:: Work task ::
The full set of entries must be copied exactly.

:: Data provided ::
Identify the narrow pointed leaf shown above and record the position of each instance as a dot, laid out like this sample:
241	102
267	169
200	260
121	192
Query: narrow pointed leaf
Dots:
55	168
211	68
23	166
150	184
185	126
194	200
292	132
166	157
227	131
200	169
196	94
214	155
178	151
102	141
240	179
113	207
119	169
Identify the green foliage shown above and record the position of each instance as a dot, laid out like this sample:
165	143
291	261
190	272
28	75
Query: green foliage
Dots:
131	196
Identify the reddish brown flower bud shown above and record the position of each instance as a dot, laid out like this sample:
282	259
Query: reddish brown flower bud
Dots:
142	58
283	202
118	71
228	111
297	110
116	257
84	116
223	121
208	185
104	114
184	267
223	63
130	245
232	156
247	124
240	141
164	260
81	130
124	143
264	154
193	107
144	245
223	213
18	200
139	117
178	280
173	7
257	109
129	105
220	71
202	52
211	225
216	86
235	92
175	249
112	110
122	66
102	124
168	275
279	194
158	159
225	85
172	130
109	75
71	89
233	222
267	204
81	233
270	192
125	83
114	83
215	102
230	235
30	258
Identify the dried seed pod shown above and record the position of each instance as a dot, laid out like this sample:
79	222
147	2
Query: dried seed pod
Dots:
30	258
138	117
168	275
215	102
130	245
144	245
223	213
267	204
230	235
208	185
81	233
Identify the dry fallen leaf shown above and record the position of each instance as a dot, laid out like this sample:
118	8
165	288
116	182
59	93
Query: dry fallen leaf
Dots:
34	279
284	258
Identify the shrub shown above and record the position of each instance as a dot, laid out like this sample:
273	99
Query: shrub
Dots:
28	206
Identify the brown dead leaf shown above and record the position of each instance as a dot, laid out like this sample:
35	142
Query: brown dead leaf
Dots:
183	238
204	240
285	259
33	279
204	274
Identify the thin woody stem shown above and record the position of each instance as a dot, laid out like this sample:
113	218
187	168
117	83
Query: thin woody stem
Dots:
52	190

:: Answer box ::
Identify the narrow pointed leaf shown above and record the position of each instance as a dot, laid out like this sample:
241	102
267	169
200	260
121	192
Query: narrow pointed leaf
Dots:
55	168
211	68
23	166
150	184
185	126
194	200
292	132
166	157
227	131
200	169
196	94
214	155
178	151
102	141
240	179
113	207
119	169
Identify the green foliage shown above and record the position of each instance as a dot, laid out like this sample:
165	143
291	261
190	272
28	75
Query: green foliage
Dots:
131	196
Identify the reddish brown flower bud shown above and record the position of each instance as a dot, laid out like this sample:
282	259
Query: reddish brown flower bud
Dots:
142	58
283	202
118	71
228	111
297	110
116	257
84	116
223	121
208	185
104	114
184	267
223	63
130	245
232	156
247	124
240	141
164	260
81	130
124	143
264	154
193	107
144	245
223	213
18	200
139	117
178	280
173	7
257	109
129	105
220	71
202	52
211	225
216	86
235	92
175	249
112	110
122	66
102	124
168	275
279	194
158	159
225	85
172	130
109	75
71	89
233	222
267	204
81	233
270	192
125	83
114	83
215	102
230	235
30	258
Identify the dried seed pod shown above and record the position of each instance as a dot, laid out like this sample:
79	222
147	2
Query: dried seed pod
Dots:
30	258
138	117
168	275
215	102
130	245
144	245
223	213
267	204
230	235
208	185
81	233
Identify the dry fallen leaf shown above and record the position of each instance as a dot, laid out like this sample:
118	8
165	288
116	182
59	93
Query: dry fallen leaf
Dots:
34	279
284	258
Identify the shrub shown above and record the position of each instance as a dot, laid out like this sample:
273	99
Query: shrub
Dots:
28	206
Identify the brown dead leaf shown above and record the position of each instance as a dot, laid out like this sample:
35	142
Query: brown dead leaf
Dots:
183	238
204	240
285	259
33	279
204	274
Identify the thin woody stem shown above and record the position of each instance as a dot, laid out like this sample:
113	218
187	168
117	83
Query: thin woody stem
Dots:
52	190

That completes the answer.